As has been the pattern with the Islamic Republic, these kinds of speeches indicate not merely a wishful expectation but a suggestion for a future agenda. Whether this tradition is rooted in Islamic teachings or was introduced by the Iranian revolution I have no idea, but I do know that it appeared from the time of the hostage crisis, when Imam Khomeini would “hint” almost every day how the so called “students” would feel, think, and act, and they would do exactly the same by the evening.


And so, innovation started right after his speech. Ahmadinejad, who himself is always full of innovation, came up with something that surpassed whatever innovation an ordinary human being might have come with, i.e., “being appointed for the Divine Management of the world.” I’m sure there are some people more qualified to explain what he means; and while awaiting an explanation, I cannot hide my amazement at the visual as well as comical potential of this phrase.


While he was busy creating this amazing “Divine Management,” he forgot to mention to his vice president that he would change two of his cabinet ministers!


I do not think anyone would be surprised anymore to hear such statements from Ahmadinejad, or even raise a question as to why a president has so many consultants and advisors if he does not consult with them.


However, I was quite surprised when I read that our reformist friend Mohammad Ali Abtahi had “run over his head” at the Supreme Leader’s “signal.” Trying to explain the embarrassing situation that the fellow reformists face in regard to whether to participate in the second round of the elections, knowing that it is not even meant to be a fair election, he wrote in his blog that well, they decided to “participate passively.” (مشارکت غیر فعال)

** Stated problem 1 **
Gather every line of the records that contains the string "cuff", matching case exactly.

** Dataset rows **
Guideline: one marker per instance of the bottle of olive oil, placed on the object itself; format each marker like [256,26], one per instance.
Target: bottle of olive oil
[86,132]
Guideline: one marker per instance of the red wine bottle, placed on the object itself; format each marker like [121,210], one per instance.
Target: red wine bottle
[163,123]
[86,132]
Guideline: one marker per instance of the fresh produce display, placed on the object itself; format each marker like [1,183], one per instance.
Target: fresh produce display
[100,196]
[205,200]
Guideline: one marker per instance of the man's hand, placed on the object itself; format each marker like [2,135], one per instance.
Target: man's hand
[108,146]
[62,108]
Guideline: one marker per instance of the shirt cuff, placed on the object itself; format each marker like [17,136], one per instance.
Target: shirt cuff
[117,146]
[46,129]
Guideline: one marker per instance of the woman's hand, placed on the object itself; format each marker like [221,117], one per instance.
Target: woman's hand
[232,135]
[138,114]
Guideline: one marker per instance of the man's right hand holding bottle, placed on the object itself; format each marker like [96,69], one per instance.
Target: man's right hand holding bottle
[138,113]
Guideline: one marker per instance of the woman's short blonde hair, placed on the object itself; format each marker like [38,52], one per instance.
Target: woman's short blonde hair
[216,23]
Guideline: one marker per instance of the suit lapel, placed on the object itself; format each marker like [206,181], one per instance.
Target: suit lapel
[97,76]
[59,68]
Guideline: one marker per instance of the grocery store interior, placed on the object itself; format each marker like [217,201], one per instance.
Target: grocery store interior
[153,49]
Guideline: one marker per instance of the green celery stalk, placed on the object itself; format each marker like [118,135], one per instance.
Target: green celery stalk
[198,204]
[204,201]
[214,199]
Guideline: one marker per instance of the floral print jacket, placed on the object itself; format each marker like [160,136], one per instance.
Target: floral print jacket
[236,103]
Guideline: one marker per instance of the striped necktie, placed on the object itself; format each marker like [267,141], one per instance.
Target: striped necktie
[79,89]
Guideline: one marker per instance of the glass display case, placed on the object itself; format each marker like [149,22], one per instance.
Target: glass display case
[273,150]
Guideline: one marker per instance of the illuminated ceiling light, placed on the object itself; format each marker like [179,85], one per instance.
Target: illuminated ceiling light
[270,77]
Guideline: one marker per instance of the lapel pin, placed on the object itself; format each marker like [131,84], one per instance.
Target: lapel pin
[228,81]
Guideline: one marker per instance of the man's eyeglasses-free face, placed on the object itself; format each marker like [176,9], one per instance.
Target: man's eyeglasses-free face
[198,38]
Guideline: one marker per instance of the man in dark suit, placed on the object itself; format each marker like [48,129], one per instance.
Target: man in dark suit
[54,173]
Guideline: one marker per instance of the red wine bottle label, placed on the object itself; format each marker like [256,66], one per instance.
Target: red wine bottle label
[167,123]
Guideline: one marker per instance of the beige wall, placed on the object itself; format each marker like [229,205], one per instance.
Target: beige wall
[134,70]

** Stated problem 2 **
Translate this sentence from the text on Ahmadinejad's speeches into French: "And so, innovation started right after his speech."

** Right answer 1 **
Guideline: one marker per instance of the shirt cuff, placed on the object itself; format each marker like [17,136], one per instance.
Target: shirt cuff

** Right answer 2 **
Et ainsi, l'innovation a commencé juste après son discours.